#### Passage given:
%%

Saint-Saëns, (Charles-) Camille
celebrated French composer; b. Paris, Oct. 9, 1835; d. Algiers, Dec. 16, 1921. Saint-Saëns's widowed mother sent him to his great-aunt, Charlotte Masson, who taught him piano. He proved exceptionally gifted and gave a performance in a Paris salon before he was five years old. At six he began to compose, and at seven he became a private pupil of Camille Stamaty. So rapid was his progress that he made his pianistic debut at the Salle Pleyel in 1846, playing a WOLFGANG AMADEUS MOZART concerto and a movement from LUDWIG VAN BEETHOVEN'S C-minor concerto, with orchestra.
After studying harmony with Pierre Maleden, Saint-Saëns entered the Paris Conservatory, where his teachers were François Benoist (organ) and Fromental Halévy (composition). He won second prize for organ in 1849, and first in 1851. In 1852 he competed unsuccessfully for the Grand Prix de Rome and again in 1864, when he was already a composer of some stature. His Ode à Sainte Cécile for voice and orchestra was awarded the first prize of the Société Sainte-Cécile in 1852.
On Dec. 11, 1853, Saint-Saëns's first numbered symphony was performed. From 1853 to 1857 he was organist at the church of Saint-Merry in Paris. In 1857 he succeeded Louis Lefébure-Wély as organist at the Madeleine. He filled this important position with distinction and soon acquired a great reputation as an organ virtuoso and a master of improvisation. He resigned in 1876 and devoted himself mainly to composition and conducting. He also continued to appear as a pianist and organist.
From 1861 to 1865 Saint-Saëns taught piano at the École Niedermeyer, numbering among his pupils André Messager and GABRIEL FAURÉ. Saint-Saëns was one of the founders of the Société Nationale de Musique in 1871, established to encourage French composers, but withdrew in 1886 when VINCENT D'INDY proposed to include works by foreign composers in its programs.
In 1875 Saint-Saëns married Marie Truffot. Their two sons died in infancy, and they separated in 1881 but never divorced. Madame Saint-Saëns died in Bordeaux in 1950 at the age of 95.
In 1891 Saint-Saëns established a museum in Dieppe (his fathers birthplace), to which he gave his manuscripts and his collection of paintings and other art objects. In 1907 he witnessed the unveiling of his own statue (by Marqueste) in the court foyer of the city's opera house.
Saint-Saëns received many honors. In 1868 he was made a Chevalier of the French Legion of Honor, in 1884 Officer, and in 1900 Grand Officer. In 1913 he received the Grand-Croix (the highest rank). In 1881 he was elected to the Institut de France. He was also a member of many foreign organizations and received an honorary doctorate of music degree at Cambridge University.

%%

#### Information provided:

%%

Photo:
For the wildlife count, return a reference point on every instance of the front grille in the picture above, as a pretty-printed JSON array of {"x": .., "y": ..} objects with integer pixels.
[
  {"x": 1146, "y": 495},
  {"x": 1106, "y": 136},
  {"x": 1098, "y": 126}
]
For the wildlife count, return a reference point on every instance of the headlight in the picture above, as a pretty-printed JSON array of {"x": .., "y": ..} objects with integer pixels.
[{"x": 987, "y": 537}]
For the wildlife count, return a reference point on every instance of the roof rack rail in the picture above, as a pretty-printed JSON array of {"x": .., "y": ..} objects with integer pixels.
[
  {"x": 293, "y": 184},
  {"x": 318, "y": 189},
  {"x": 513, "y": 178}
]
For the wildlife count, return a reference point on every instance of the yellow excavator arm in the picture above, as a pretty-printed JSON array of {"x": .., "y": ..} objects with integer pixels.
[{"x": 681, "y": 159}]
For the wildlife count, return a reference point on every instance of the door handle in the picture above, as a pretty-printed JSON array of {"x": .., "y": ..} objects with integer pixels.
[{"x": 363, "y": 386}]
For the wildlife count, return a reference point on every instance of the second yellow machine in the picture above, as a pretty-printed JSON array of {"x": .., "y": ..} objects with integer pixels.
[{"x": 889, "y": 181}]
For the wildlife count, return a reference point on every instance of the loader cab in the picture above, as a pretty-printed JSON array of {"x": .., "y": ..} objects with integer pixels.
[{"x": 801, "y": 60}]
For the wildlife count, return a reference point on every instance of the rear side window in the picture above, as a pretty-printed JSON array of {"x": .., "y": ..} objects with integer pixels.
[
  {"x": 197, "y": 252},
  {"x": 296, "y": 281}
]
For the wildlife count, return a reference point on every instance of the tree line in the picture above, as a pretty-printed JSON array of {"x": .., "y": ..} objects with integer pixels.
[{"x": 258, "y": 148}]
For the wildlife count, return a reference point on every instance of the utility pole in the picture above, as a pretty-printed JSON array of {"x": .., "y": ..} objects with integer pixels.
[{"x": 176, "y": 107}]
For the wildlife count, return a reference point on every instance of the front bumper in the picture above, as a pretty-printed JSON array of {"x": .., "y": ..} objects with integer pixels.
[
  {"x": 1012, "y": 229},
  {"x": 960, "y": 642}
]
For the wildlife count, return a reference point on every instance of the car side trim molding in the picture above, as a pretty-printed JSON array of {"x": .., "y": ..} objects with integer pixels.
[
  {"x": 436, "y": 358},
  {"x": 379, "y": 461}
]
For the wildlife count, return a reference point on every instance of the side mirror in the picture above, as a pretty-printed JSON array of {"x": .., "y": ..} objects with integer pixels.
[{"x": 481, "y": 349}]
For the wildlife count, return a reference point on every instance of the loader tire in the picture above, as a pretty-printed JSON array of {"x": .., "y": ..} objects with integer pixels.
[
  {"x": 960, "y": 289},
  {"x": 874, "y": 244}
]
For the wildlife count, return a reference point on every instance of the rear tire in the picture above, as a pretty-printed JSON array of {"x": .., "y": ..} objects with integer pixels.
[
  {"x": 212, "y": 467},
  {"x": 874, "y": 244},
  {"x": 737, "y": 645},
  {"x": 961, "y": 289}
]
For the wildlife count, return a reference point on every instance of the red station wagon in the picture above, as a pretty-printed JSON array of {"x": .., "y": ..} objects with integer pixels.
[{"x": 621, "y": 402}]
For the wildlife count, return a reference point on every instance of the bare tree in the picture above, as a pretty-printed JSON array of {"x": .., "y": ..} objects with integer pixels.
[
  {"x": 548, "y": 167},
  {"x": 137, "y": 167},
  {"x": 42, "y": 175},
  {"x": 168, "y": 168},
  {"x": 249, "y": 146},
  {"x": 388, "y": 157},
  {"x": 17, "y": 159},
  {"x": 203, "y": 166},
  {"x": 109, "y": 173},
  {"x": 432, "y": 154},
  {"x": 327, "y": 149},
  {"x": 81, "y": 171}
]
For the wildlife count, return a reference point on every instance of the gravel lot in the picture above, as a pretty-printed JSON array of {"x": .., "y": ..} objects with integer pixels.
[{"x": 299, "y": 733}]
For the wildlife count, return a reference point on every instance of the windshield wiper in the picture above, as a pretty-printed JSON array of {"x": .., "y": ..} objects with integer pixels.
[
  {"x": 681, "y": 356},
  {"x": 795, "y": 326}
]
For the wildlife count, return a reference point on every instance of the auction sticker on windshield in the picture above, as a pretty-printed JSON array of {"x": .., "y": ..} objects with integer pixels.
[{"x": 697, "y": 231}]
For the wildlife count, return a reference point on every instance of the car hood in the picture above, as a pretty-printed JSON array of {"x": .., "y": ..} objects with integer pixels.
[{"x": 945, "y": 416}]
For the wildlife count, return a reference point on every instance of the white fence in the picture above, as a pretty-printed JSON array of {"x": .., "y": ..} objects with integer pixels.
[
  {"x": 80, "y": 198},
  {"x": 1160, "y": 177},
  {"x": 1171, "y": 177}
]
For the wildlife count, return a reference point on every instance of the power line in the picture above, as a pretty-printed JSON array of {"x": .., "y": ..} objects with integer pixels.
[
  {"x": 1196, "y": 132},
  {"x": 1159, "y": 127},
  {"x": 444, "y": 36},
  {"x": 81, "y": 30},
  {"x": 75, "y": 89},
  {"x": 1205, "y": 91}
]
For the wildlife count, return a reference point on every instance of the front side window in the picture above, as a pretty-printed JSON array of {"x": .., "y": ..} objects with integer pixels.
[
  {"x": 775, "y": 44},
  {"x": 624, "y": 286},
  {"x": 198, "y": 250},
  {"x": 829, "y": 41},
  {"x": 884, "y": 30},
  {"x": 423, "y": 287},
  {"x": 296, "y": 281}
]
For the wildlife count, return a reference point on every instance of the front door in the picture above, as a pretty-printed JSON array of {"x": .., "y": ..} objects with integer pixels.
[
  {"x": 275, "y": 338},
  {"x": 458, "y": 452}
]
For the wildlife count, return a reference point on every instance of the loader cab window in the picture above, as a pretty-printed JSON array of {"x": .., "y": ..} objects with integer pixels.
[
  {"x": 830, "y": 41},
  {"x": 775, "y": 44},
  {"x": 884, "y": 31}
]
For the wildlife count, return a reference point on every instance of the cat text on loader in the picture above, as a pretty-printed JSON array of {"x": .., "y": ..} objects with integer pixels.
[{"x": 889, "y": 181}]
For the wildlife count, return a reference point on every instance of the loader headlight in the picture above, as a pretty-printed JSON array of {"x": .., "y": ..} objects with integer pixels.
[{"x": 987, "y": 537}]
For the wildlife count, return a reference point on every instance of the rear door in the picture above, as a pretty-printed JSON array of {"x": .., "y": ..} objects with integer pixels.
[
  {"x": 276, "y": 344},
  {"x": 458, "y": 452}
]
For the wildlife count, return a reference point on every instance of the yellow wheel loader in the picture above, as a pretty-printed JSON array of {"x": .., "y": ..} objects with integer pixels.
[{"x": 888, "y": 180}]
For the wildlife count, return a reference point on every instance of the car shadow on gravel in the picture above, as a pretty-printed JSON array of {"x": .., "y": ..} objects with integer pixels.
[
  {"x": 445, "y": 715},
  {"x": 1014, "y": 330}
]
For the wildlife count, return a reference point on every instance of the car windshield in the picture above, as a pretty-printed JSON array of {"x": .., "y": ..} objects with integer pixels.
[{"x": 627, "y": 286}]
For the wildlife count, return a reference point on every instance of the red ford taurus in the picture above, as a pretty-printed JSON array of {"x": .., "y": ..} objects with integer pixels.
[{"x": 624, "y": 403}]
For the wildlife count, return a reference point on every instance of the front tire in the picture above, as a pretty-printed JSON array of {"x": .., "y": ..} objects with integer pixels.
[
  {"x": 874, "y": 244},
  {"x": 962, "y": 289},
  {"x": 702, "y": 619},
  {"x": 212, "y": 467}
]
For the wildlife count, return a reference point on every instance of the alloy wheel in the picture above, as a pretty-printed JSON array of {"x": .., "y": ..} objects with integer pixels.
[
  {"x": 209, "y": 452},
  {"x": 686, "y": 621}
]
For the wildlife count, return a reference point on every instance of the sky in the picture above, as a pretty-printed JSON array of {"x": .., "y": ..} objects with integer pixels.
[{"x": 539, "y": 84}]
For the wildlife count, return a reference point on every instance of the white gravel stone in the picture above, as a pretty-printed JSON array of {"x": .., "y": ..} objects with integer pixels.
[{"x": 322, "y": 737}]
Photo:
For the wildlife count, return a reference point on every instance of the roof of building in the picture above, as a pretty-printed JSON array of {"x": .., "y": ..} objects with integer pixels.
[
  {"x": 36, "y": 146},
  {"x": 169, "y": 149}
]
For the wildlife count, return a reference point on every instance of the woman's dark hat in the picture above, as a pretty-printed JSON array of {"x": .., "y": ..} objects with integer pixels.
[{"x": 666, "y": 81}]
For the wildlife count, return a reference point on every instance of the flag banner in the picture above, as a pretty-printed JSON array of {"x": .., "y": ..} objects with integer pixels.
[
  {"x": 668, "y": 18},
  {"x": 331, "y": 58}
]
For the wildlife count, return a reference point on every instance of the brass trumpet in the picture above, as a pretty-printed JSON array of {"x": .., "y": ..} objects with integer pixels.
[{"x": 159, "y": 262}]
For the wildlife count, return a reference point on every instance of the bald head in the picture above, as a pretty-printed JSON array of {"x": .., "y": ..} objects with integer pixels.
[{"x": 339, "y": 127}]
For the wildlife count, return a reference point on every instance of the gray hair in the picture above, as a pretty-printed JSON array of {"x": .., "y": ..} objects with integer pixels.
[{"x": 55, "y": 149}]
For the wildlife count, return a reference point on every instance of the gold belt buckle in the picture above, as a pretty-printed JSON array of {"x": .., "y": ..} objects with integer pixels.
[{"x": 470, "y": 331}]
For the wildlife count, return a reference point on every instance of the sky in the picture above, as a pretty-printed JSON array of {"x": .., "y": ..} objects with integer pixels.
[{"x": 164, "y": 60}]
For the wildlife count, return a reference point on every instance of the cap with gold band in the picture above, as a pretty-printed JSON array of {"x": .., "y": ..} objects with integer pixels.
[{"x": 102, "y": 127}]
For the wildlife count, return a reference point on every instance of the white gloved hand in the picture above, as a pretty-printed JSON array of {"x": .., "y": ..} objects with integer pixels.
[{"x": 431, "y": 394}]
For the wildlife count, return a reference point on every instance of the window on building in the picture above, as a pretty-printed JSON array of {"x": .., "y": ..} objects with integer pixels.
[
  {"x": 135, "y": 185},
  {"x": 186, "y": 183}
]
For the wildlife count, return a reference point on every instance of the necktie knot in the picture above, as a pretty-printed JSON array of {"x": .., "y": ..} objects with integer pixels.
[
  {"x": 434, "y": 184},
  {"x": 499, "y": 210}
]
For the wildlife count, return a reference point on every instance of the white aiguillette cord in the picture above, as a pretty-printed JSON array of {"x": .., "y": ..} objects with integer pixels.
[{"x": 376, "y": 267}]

%%

#### Goal of the exercise:
Write out the part of the Saint-Saëns entry that begins at the words "From 1861 to" and ends after the words "the age of 95.".

#### Finished answer:
From 1861 to 1865 Saint-Saëns taught piano at the École Niedermeyer, numbering among his pupils André Messager and GABRIEL FAURÉ. Saint-Saëns was one of the founders of the Société Nationale de Musique in 1871, established to encourage French composers, but withdrew in 1886 when VINCENT D'INDY proposed to include works by foreign composers in its programs.
In 1875 Saint-Saëns married Marie Truffot. Their two sons died in infancy, and they separated in 1881 but never divorced. Madame Saint-Saëns died in Bordeaux in 1950 at the age of 95.